Nothing in the entries may differ when you return them.

▸ Source material:
- - - - -

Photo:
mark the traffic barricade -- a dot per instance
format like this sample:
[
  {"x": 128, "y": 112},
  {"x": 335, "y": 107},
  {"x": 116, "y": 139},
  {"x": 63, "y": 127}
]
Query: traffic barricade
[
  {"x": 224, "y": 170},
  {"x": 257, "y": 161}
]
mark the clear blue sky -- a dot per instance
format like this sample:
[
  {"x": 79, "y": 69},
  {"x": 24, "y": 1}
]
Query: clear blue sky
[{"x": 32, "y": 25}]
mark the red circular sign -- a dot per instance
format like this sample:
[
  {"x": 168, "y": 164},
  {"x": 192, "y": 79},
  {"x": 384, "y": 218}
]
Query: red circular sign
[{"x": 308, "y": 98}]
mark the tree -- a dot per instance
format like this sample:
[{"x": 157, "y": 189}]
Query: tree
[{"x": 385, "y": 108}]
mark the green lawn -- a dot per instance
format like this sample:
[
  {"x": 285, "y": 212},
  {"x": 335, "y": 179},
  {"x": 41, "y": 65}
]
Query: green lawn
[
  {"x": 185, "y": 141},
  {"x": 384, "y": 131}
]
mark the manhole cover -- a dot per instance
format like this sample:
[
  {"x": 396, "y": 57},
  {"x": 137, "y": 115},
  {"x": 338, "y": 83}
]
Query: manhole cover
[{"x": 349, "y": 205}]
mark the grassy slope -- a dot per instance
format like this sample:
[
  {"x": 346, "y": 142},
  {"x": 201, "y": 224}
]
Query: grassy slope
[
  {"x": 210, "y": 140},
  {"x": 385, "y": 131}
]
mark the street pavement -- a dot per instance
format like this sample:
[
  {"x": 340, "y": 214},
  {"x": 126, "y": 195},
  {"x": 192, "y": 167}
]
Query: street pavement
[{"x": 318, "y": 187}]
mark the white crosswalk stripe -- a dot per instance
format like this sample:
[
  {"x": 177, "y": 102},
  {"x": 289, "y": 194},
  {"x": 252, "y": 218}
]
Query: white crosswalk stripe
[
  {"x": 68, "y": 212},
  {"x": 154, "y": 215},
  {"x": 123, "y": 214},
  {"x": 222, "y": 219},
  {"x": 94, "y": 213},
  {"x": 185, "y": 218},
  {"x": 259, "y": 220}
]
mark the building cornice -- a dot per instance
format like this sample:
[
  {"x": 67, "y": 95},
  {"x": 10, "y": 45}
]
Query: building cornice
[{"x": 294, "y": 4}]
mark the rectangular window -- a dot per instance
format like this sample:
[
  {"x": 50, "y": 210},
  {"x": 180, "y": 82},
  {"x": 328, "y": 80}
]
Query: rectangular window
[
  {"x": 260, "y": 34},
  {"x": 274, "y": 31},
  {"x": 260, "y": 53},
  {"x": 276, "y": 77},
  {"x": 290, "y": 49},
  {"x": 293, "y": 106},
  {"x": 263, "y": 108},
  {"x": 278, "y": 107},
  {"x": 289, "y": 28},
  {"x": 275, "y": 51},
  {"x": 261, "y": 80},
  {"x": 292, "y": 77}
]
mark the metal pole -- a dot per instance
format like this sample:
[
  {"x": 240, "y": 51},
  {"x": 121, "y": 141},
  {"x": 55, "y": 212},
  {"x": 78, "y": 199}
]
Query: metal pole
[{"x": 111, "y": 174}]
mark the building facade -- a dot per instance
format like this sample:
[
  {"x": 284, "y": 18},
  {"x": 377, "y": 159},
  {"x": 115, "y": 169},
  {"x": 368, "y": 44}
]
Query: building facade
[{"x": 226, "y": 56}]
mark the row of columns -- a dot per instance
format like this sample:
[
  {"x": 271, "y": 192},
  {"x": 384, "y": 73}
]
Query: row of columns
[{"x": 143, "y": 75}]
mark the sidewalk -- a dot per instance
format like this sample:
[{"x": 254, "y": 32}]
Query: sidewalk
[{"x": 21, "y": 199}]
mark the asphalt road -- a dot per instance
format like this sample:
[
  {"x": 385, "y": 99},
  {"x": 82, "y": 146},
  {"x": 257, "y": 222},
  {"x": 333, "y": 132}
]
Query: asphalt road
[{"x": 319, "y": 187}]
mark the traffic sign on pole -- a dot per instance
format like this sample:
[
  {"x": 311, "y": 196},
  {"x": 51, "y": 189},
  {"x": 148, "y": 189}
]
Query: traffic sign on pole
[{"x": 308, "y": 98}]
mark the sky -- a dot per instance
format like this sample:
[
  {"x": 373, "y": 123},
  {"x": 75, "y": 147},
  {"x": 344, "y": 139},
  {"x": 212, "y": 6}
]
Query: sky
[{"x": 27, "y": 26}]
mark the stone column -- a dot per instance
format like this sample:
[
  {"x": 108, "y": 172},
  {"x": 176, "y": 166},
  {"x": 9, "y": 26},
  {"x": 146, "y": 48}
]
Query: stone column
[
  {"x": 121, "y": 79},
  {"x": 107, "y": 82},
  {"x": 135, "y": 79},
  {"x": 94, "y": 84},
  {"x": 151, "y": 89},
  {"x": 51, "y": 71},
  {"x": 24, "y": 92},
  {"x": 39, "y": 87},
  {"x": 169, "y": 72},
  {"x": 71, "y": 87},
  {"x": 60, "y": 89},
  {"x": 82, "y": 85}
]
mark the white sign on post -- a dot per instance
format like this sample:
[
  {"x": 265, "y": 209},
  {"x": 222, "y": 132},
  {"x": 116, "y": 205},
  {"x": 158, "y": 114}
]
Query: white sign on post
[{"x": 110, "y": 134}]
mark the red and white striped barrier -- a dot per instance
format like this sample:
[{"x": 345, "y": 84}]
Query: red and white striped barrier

- - - - -

▸ Response area:
Photo:
mark the traffic barricade -- a dot per instance
format like this sample:
[
  {"x": 128, "y": 112},
  {"x": 335, "y": 107},
  {"x": 116, "y": 139},
  {"x": 63, "y": 127}
]
Query: traffic barricade
[
  {"x": 224, "y": 170},
  {"x": 257, "y": 161}
]
mark the clear blue sky -- a dot per instance
format like this sample:
[
  {"x": 79, "y": 69},
  {"x": 24, "y": 1}
]
Query: clear blue sky
[{"x": 32, "y": 25}]
mark the red circular sign -- a dot per instance
format like this sample:
[
  {"x": 168, "y": 164},
  {"x": 192, "y": 79},
  {"x": 384, "y": 218}
]
Query: red circular sign
[{"x": 308, "y": 98}]
mark the tree -- a dot per instance
format like this sample:
[{"x": 157, "y": 189}]
Query: tree
[{"x": 385, "y": 108}]
mark the green lawn -- a dot per instance
format like this sample:
[
  {"x": 285, "y": 212},
  {"x": 335, "y": 179},
  {"x": 41, "y": 65}
]
Query: green lawn
[
  {"x": 185, "y": 141},
  {"x": 384, "y": 131}
]
mark the manhole cover -- a dot per instance
format like this sample:
[
  {"x": 396, "y": 57},
  {"x": 137, "y": 115},
  {"x": 338, "y": 83}
]
Query: manhole cover
[{"x": 349, "y": 205}]
mark the grassy slope -- a dot per instance
format like this sample:
[
  {"x": 346, "y": 142},
  {"x": 201, "y": 224}
]
Query: grassy slope
[
  {"x": 210, "y": 140},
  {"x": 385, "y": 131}
]
mark the street pavement -- a dot per instance
format like this sample:
[
  {"x": 340, "y": 214},
  {"x": 126, "y": 195},
  {"x": 192, "y": 167}
]
Query: street pavement
[{"x": 318, "y": 187}]
mark the white crosswalk stripe -- a dot per instance
format like this sample:
[
  {"x": 177, "y": 102},
  {"x": 289, "y": 194},
  {"x": 252, "y": 218}
]
Query: white crosswalk stripe
[
  {"x": 68, "y": 212},
  {"x": 154, "y": 215},
  {"x": 123, "y": 214},
  {"x": 222, "y": 219},
  {"x": 94, "y": 213},
  {"x": 185, "y": 218},
  {"x": 259, "y": 220}
]
mark the building cornice -- a dot per instance
format like this sample:
[
  {"x": 67, "y": 95},
  {"x": 10, "y": 45}
]
Query: building cornice
[{"x": 294, "y": 4}]
mark the rectangular window -- a dot per instance
format like this sample:
[
  {"x": 50, "y": 210},
  {"x": 180, "y": 82},
  {"x": 328, "y": 80}
]
Query: rectangular window
[
  {"x": 260, "y": 34},
  {"x": 274, "y": 31},
  {"x": 260, "y": 53},
  {"x": 276, "y": 77},
  {"x": 290, "y": 49},
  {"x": 293, "y": 106},
  {"x": 263, "y": 108},
  {"x": 278, "y": 107},
  {"x": 289, "y": 28},
  {"x": 275, "y": 51},
  {"x": 261, "y": 80},
  {"x": 292, "y": 77}
]
mark the metal pole -- a dot per instance
format like this sample:
[
  {"x": 240, "y": 51},
  {"x": 121, "y": 141},
  {"x": 55, "y": 212},
  {"x": 78, "y": 199}
]
Query: metal pole
[{"x": 111, "y": 174}]
mark the building facade -- a dot per instance
format like this sample:
[
  {"x": 284, "y": 18},
  {"x": 377, "y": 159},
  {"x": 115, "y": 169},
  {"x": 368, "y": 44}
]
Query: building facade
[{"x": 226, "y": 56}]
mark the row of columns -- a dot per instance
format like this sample:
[
  {"x": 271, "y": 192},
  {"x": 384, "y": 73}
]
Query: row of columns
[{"x": 143, "y": 75}]
mark the sidewalk -- a dot per instance
format like this sample:
[{"x": 254, "y": 32}]
Query: sidewalk
[{"x": 21, "y": 199}]
mark the asphalt road -- a dot per instance
format like this sample:
[
  {"x": 385, "y": 99},
  {"x": 82, "y": 146},
  {"x": 257, "y": 222},
  {"x": 333, "y": 132}
]
Query: asphalt road
[{"x": 319, "y": 187}]
mark the traffic sign on pole -- a dot per instance
format like this sample:
[
  {"x": 311, "y": 196},
  {"x": 51, "y": 189},
  {"x": 148, "y": 189}
]
Query: traffic sign on pole
[{"x": 308, "y": 98}]
mark the sky -- a dot per instance
format like this sample:
[
  {"x": 373, "y": 123},
  {"x": 75, "y": 147},
  {"x": 344, "y": 139},
  {"x": 212, "y": 6}
]
Query: sky
[{"x": 27, "y": 26}]
mark the stone column -- a dot per instance
format like this sample:
[
  {"x": 108, "y": 172},
  {"x": 176, "y": 166},
  {"x": 9, "y": 26},
  {"x": 146, "y": 48}
]
Query: stone column
[
  {"x": 121, "y": 79},
  {"x": 107, "y": 82},
  {"x": 135, "y": 79},
  {"x": 94, "y": 84},
  {"x": 151, "y": 89},
  {"x": 51, "y": 71},
  {"x": 24, "y": 92},
  {"x": 39, "y": 87},
  {"x": 169, "y": 72},
  {"x": 71, "y": 87},
  {"x": 60, "y": 89},
  {"x": 82, "y": 85}
]
mark the white sign on post -- a dot per instance
format like this sample:
[
  {"x": 265, "y": 209},
  {"x": 222, "y": 132},
  {"x": 116, "y": 205},
  {"x": 158, "y": 114}
]
Query: white sign on post
[{"x": 110, "y": 134}]
mark the red and white striped barrier -- a dot per instance
format like this sample:
[{"x": 345, "y": 84}]
Query: red and white striped barrier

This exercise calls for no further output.